Politics is the art and science of self-interest. We vote for candidates who appear to serve our individual interests or at least come close to doing so. This is why politics cannot bridge America’s socio-cultural divide and bring diverse groups together. Our interests are different, and politicians play up those differences in an attempt to win voters to their side. As a result, politicians tend to divide people by race, gender, income level, and a multitude of other factors. Divide and conquer is a favorite political strategy, a strategy that encourages socio-cultural turmoil rather than easing it.
This tendency of Americans to divide themselves into interest groups according to such factors as race, gender, and worldview has come to be known as tribalism. Tribalism is why Democrats and Republicans constantly battle tooth and nail for control of the three branches of government; the party in the majority rules. Those represented by the minority party or no party at all eventually feel powerless, marginalized, and disenfranchised.
These kinds of feelings simmer under the surface until an event such George Floyd’s tragic death becomes the straw that breaks the camel’s back. Then the feelings of disenfranchisement blow up in a sudden rush of destructive behavior. I have seen this over and over in my lifetime. The social unrest we are seeing now is unfortunate, but it’s not new and the reason it keeps happening is we look to politics for a solution rather than to Christ.

» STATED GOAL: Transcribe everything in the passage on political tribalism from "These kinds of" down to "than to Christ.".

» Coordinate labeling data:
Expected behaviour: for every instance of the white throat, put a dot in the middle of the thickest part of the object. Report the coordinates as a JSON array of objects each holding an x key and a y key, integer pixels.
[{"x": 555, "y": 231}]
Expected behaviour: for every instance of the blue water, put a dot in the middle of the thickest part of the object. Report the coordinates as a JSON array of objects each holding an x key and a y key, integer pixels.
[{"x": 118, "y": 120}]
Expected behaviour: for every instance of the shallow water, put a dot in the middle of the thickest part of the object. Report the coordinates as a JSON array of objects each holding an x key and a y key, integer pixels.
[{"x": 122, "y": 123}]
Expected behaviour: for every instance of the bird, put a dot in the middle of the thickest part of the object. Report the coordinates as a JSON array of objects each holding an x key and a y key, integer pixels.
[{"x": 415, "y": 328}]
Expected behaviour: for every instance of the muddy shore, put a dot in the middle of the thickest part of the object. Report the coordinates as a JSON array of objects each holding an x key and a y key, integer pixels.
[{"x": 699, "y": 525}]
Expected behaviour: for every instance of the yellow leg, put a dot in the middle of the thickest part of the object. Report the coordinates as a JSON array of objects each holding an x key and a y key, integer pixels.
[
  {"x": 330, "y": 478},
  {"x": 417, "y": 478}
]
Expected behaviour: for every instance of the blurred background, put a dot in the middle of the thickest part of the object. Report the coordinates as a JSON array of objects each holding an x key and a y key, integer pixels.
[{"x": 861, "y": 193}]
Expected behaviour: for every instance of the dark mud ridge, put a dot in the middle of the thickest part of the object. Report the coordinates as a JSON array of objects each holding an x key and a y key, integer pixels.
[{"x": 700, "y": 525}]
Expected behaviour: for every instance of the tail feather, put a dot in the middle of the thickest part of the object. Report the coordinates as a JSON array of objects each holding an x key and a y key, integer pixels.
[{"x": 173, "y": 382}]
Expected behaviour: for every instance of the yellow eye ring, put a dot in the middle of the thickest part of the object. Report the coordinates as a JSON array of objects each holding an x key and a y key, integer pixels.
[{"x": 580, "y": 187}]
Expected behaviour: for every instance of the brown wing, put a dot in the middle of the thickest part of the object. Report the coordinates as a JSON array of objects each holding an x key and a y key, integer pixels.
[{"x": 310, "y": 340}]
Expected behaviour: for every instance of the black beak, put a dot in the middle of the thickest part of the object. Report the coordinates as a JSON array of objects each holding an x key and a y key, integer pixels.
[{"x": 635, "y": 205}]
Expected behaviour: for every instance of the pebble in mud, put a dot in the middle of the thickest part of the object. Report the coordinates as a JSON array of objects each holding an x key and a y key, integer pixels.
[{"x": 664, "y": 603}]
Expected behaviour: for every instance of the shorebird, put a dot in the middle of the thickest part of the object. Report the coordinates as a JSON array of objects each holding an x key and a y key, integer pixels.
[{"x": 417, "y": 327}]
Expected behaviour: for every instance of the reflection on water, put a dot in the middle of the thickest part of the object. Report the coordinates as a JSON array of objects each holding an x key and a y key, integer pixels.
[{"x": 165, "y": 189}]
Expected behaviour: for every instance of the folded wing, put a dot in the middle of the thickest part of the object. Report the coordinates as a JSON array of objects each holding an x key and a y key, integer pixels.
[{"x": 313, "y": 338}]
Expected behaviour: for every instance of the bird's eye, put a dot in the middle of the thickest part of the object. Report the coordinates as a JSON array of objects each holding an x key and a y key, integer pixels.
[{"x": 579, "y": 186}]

» EXERCISE ANSWER:
These kinds of feelings simmer under the surface until an event such George Floyd’s tragic death becomes the straw that breaks the camel’s back. Then the feelings of disenfranchisement blow up in a sudden rush of destructive behavior. I have seen this over and over in my lifetime. The social unrest we are seeing now is unfortunate, but it’s not new and the reason it keeps happening is we look to politics for a solution rather than to Christ.